_PROBLEM TO WORK ON_
Rewrite the material as a numbered list with one item per line, omitting any blank lines.

_DATA FOR THIS EXERCISE_
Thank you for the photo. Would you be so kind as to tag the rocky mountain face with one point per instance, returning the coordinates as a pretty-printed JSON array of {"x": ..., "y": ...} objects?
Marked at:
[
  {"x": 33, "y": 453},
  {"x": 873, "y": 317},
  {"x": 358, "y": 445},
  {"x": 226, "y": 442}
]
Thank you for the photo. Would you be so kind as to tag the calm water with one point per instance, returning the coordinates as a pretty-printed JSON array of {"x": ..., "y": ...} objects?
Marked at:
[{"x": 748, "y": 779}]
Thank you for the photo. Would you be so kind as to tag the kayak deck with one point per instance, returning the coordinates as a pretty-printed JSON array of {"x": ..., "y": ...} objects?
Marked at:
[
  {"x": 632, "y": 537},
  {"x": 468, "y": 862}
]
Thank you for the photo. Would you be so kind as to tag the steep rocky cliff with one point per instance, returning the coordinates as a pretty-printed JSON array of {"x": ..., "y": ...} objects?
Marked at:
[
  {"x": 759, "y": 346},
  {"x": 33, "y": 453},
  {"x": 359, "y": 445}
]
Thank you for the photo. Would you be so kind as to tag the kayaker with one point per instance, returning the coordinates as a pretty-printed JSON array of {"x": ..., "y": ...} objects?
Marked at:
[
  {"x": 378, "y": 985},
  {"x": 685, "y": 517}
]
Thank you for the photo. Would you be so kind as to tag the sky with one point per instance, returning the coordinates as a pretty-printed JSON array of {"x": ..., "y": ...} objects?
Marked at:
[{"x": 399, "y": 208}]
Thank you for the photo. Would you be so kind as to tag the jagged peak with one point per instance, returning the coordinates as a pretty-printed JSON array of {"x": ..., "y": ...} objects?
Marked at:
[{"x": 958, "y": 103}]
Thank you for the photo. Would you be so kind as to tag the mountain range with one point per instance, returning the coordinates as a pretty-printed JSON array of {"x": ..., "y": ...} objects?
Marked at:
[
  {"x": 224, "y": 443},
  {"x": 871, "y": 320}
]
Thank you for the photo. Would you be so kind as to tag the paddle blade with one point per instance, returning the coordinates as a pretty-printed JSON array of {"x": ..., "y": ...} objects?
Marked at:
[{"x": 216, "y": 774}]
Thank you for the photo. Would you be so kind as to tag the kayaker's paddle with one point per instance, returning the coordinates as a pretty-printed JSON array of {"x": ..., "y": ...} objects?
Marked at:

_ANSWER IN FULL_
1. Thank you for the photo. Would you be so kind as to tag the rocky mountain face with one point per instance, returning the coordinates as a pretty-printed JSON array of {"x": ..., "y": ...} objects?
2. Marked at:
3. [
4.   {"x": 33, "y": 453},
5.   {"x": 873, "y": 317},
6.   {"x": 358, "y": 445},
7.   {"x": 226, "y": 442}
8. ]
9. Thank you for the photo. Would you be so kind as to tag the calm water with one point per instance, returning the coordinates as a pretty-printed JSON array of {"x": ..., "y": ...} objects?
10. Marked at:
11. [{"x": 748, "y": 779}]
12. Thank you for the photo. Would you be so kind as to tag the kayak deck with one point per instance, returning the coordinates as a pretty-printed JSON array of {"x": ..., "y": ...} objects?
13. Marked at:
14. [
15.   {"x": 632, "y": 537},
16.   {"x": 468, "y": 862}
17. ]
18. Thank you for the photo. Would you be so kind as to tag the steep rocky cliff with one point per instance, returning the coordinates as a pretty-printed JSON array of {"x": ..., "y": ...} objects?
19. Marked at:
20. [
21.   {"x": 759, "y": 346},
22.   {"x": 33, "y": 453},
23.   {"x": 359, "y": 445}
24. ]
25. Thank you for the photo. Would you be so kind as to tag the kayaker with one point per instance, returning the coordinates as a pretty-printed JSON array of {"x": ..., "y": ...} objects?
26. Marked at:
27. [
28.   {"x": 378, "y": 985},
29.   {"x": 685, "y": 517}
30. ]
31. Thank you for the photo. Would you be so kind as to tag the sky with one point per instance, returning the coordinates as a pretty-printed JSON array of {"x": ..., "y": ...} objects?
32. Marked at:
33. [{"x": 399, "y": 208}]
34. Thank you for the photo. Would you be so kind as to tag the jagged peak with one point per instance, returning the coordinates as a pretty-printed JSON array of {"x": ..., "y": ...} objects?
35. Marked at:
36. [{"x": 958, "y": 103}]
37. Thank you for the photo. Would you be so kind as to tag the mountain range with one point per instance, returning the coordinates as a pretty-printed JSON array of {"x": ..., "y": ...} objects?
38. Marked at:
39. [
40.   {"x": 224, "y": 443},
41.   {"x": 871, "y": 320}
42. ]
43. Thank you for the photo. Would you be so kind as to tag the paddle blade with one point per instance, returning the coordinates as a pretty-printed JSON array of {"x": ..., "y": ...} objects?
44. Marked at:
45. [{"x": 216, "y": 774}]
46. Thank you for the photo. Would you be so kind as to tag the kayaker's paddle with one point per instance, returning the coordinates as a pretty-printed JSON array of {"x": ..., "y": ...} objects?
47. Marked at:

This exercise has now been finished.